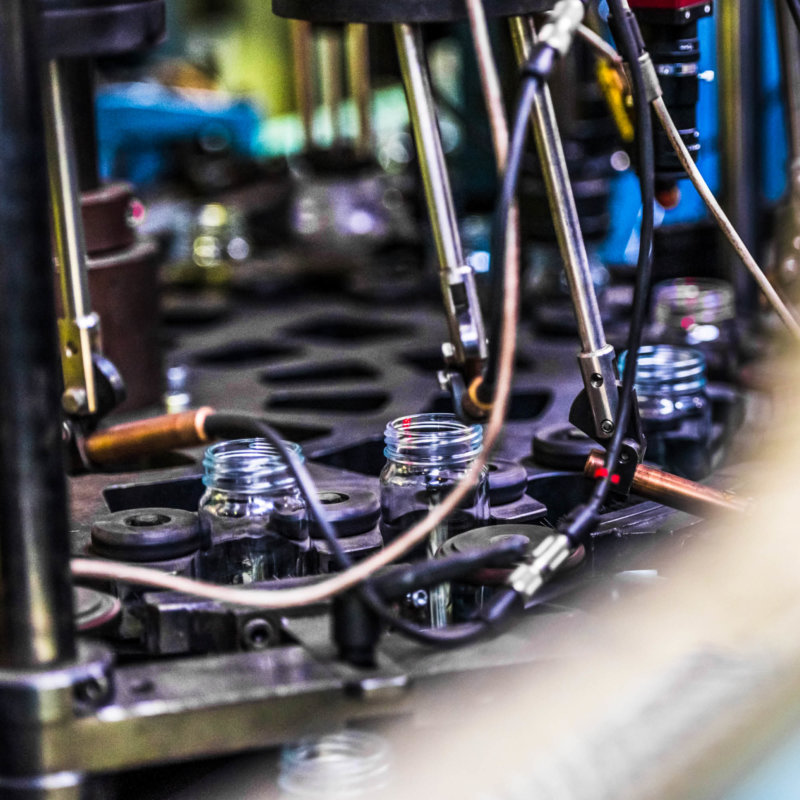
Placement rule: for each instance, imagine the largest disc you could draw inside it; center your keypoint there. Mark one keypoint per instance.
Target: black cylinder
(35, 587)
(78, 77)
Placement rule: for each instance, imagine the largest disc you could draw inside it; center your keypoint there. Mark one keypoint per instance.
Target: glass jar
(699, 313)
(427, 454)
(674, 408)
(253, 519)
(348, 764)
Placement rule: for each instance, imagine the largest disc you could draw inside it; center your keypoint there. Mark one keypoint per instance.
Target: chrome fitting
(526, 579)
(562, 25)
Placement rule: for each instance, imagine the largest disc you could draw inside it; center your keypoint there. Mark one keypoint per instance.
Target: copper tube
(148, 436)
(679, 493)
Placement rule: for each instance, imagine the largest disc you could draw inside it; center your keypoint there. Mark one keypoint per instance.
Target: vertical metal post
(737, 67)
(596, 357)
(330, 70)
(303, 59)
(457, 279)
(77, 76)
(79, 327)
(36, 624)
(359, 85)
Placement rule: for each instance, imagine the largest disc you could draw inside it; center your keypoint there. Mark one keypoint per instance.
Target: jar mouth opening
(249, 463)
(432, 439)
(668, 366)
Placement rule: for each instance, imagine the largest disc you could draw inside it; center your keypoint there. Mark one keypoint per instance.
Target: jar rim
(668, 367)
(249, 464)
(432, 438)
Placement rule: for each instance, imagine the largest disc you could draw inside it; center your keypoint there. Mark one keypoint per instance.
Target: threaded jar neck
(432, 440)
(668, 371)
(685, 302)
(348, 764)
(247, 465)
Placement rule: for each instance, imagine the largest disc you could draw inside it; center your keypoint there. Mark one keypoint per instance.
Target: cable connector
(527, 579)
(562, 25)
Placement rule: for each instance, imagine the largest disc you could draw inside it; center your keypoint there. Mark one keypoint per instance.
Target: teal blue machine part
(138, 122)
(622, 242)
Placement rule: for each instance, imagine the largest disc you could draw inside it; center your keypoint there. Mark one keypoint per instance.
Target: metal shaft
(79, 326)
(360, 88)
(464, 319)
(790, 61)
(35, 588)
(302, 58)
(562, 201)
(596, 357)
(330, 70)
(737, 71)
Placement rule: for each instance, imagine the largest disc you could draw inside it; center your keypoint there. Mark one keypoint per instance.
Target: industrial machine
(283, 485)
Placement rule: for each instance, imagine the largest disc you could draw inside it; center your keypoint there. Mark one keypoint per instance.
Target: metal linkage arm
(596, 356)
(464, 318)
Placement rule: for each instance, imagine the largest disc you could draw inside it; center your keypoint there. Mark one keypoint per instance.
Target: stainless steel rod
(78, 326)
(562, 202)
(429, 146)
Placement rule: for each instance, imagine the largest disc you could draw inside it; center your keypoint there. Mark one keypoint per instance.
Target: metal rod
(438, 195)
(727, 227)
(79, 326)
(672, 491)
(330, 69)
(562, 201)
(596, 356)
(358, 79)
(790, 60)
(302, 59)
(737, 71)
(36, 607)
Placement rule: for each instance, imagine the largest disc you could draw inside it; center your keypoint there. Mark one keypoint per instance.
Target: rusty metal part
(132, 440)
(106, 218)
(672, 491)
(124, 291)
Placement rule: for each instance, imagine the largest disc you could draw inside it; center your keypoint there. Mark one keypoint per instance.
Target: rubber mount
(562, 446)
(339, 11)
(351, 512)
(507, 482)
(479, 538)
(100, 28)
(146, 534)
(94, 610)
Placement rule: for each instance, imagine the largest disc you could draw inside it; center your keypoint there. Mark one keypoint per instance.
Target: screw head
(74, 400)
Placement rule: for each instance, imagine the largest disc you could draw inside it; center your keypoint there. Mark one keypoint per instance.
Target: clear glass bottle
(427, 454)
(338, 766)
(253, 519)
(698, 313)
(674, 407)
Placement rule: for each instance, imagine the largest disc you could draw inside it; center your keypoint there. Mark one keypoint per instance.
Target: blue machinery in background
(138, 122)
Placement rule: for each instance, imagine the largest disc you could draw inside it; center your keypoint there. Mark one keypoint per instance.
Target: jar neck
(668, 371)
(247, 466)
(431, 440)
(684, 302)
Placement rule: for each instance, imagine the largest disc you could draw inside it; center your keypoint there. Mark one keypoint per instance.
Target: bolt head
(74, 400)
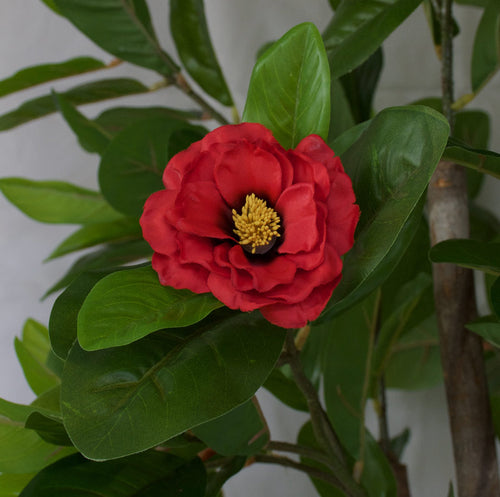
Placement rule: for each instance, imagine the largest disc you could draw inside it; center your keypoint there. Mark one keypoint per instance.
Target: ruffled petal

* [Action item]:
Could you please repeat the entries above exactly, with every picture left out?

* [Answer]:
Placement rule: for each instance, imagine the largest disc you could draw inside it; center your keypoint there. Mark one keypoint per instance.
Target: black cylinder
(35, 587)
(78, 77)
Placement rule: for each instance, imagine the largest disc you could draw inside it; center your keypoint there. Mark one keypoint per instance.
Target: glass jar
(699, 313)
(427, 454)
(674, 408)
(253, 519)
(348, 764)
Placement rule: for each instance, imagine the largest disc you could draw inside it; center your keypoint there. Mark one keypoint per instance.
Target: chrome fitting
(526, 579)
(562, 25)
Placement rule: for each instance, imagine the largest disc you could draw inside it; center your keypoint there. Mark one keypoint per instance.
Target: copper tube
(148, 436)
(679, 493)
Placement rule: for each instance, imagine the largest disc you could draw inside it; center your keypoint there. Mark one keypoint per instance.
Target: vertical metal post
(737, 67)
(596, 357)
(330, 70)
(303, 59)
(457, 279)
(77, 76)
(79, 327)
(36, 624)
(359, 85)
Placement rule: for each instance, imagine the largest disc you could draw inside it; center your keypoint there. Mark one keypoint per instance.
Target: jar mouth opening
(249, 463)
(432, 439)
(668, 366)
Placement rule: for each instance, imagine the largest disc you could draw inside it; center your keypoint there. Mark one keypoint per instance.
Target: jar rim
(668, 367)
(249, 464)
(432, 438)
Placement rule: for each instance, imagine the largest disc you could draw inside it; center your keypoint there. Mark one keypoint per instance.
Target: threaded jar neck
(432, 440)
(668, 371)
(685, 302)
(348, 764)
(247, 465)
Placement rule: for each instance, imagine the largest disc you could draw inside it; center your keypoint there. Mark one keypoint per instance.
Target: cable connector
(527, 579)
(562, 25)
Placement rule: for each instance, imagine the largest disc you could draw inside it; center your keypoint there. Mark one keypoint per instance.
Target: teal blue machine part
(138, 122)
(622, 242)
Placement rule: for each instance, imagine the largest disc you could draw inside it; center your keypoint there. Mark one keypoint per instance.
Target: metal shaft
(79, 326)
(360, 88)
(464, 319)
(790, 61)
(35, 588)
(302, 58)
(562, 201)
(596, 357)
(330, 70)
(737, 71)
Placement rule: for each instance, imagine the largest disc you could draw inside it; center your keypoint there. Mark one keypoint per instance.
Target: industrial machine
(283, 485)
Placement rule: for each instance, imagine the largest disc you could draw inside it; center your keypoint there. Mark one keypoint per instance.
Target: metal linkage arm
(596, 356)
(464, 318)
Placement rule: for each instance, imagine the largest disc you could draw inside it; center your keypoint there. Mark one keypoint per instance.
Target: stainless steel rod
(78, 326)
(562, 202)
(429, 146)
Placement rule: for each instance, imagine the largest disc you could draw inside it; center your keypoint there. Mark one keypoint per instance.
Target: metal rod
(438, 195)
(727, 227)
(79, 326)
(672, 491)
(330, 69)
(562, 201)
(596, 356)
(358, 79)
(790, 60)
(302, 59)
(737, 71)
(36, 607)
Placement rule: for each instance, imagine the largest disc you could draw inside it; center your keypoint there. Mark one keypoint per instance.
Target: rusty metal part
(132, 440)
(106, 218)
(672, 491)
(124, 291)
Placement rule: for each instance, imagine the largest disc you could draw inside it; center your keypoint there. Mark one keypoint per instance.
Target: rubber mount
(562, 446)
(339, 11)
(351, 512)
(507, 482)
(479, 538)
(100, 28)
(146, 534)
(94, 610)
Placement rule: for each instance, imagine the largest disc you could draw inside it; center your keypoint there. Mark one keypoint per instance.
Target: screw head
(74, 400)
Placement rule: for each instance, imagine the largest disc you could draw inside it; center your keypoint there. Mark one keypoint per instance.
Target: clear glass bottle
(427, 454)
(338, 766)
(253, 519)
(698, 313)
(674, 407)
Placement rule: for each instance, imagine the largest disc you could draw inside it; center your keypoint there. Mark one keypoint per instance.
Target: blue machinery in background
(138, 122)
Placement rule: for each instance, imagine the largest disc you could draw inside it; center your keypoint there. Mark one keypoint per instance.
Target: jar neck
(668, 371)
(247, 466)
(431, 440)
(684, 302)
Placement rule: for each instance, imagine the largest disc you could draw inside it; center your keypoint there. Mark one keypoint per instance.
Target: bolt head
(74, 400)
Placement rule: for each instance, imagine the largest disc you could draw inside it; center your keypoint there. Mark one keypoint per instance.
Target: ruffled petal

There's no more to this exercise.